● **待完成任务**: 下方的提取文本与以下三项说法是否相符?逐项回答"是"或"否",并原样引用提取文本中起决定作用的字句:(a) XPIC R-CNN 是在 Cascade R-CNN 的基础上提出的;(b) 该方法以 ResNet101 为基础构建主干网络;(c) 在 SIXray_PI 上,召回率比原始算法提升了 3.2 个百分点。

计算机工程与应用 ›› 2023, Vol. 59 ›› Issue (21): 176-186.DOI: 10.3778/j.issn.1002-8331.2302-0022

• 图形图像处理 • 上一篇    下一篇

融合空间注意力的自适应安检违禁品检测方法

游玺,侯进,任东升,杨鹏熙,杜茂生   

  1. 1.西南交通大学 信息科学与技术学院 智能感知智慧运维实验室,成都 611756
    2.西南交通大学 综合交通大数据应用技术国家工程实验室,成都 611756
    3.西南交通大学 唐山研究院,河北 唐山 063000
  • 出版日期:2023-11-01 发布日期:2023-11-01

Adaptive Security Check Prohibited Items Detection Method with Fused Spatial Attention

YOU Xi, HOU Jin, REN Dongsheng, YANG Pengxi, DU Maosheng   

  1. 1.Laboratory of Intelligent Perception and Smart Operation & Maintenance, School of Information Science and Technology, Southwest Jiaotong University, Chengdu 611756, China
    2.National Engineering Laboratory of Integrated Transportation Big Data Application Technology, Southwest Jiaotong University, Chengdu 611756, China
    3.Tangshan Institute, Southwest Jiaotong University, Tangshan, Hebei 063000, China
  • Online:2023-11-01 Published:2023-11-01

摘要: 针对X光安检场景违禁品检测精度低,存在误检和漏检的问题,在Cascade R-CNN基础上,提出一种融合空间注意力的自适应安检违禁品检测方法XPIC R-CNN。在ResNet50中引入可形变卷积作为主干网络,自适应地学习不同尺寸的违禁品特征;结合可形变卷积的空间稀疏采样优势和自注意力机制强大的元素间关系建模能力,提出一种空间自适应注意力模块,有效地抑制复杂背景的噪音干扰;提出一种多尺度自适应候选区生成网络,使用语义特征去指导锚框的生成,提高候选框的质量以提升网络的召回率;在级联检测器中引入在线难例挖掘训练策略,解决正负样本不均衡和小样本训练困难的问题。实验结果表明,XPIC R-CNN在数据集SIXray_PI上的平均检测精度为94.5%,召回率为77.4%,比原始算法分别提升了3.2和8.2个百分点,最高漏检率仅有10%。

● **所给数据**:

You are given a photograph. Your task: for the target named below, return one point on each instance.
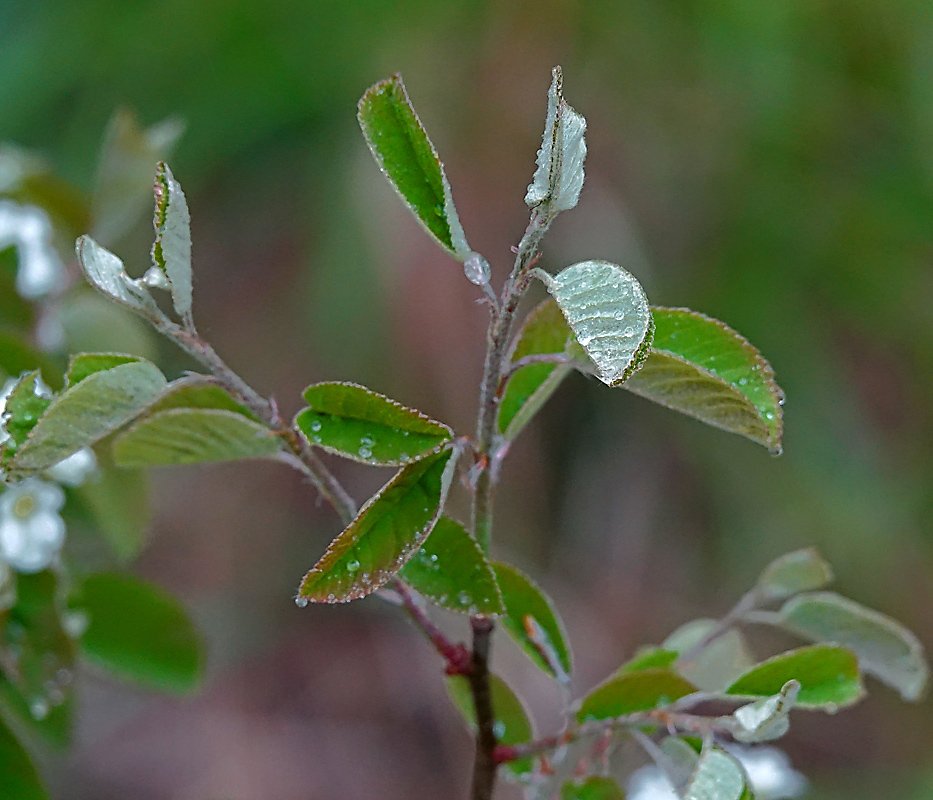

● **已解问题**:
(a) 是:"在Cascade R-CNN基础上,提出一种融合空间注意力的自适应安检违禁品检测方法XPIC R-CNN"
(b) 否:"在ResNet50中引入可形变卷积作为主干网络"
(c) 否:"平均检测精度为94.5%,召回率为77.4%,比原始算法分别提升了3.2和8.2个百分点"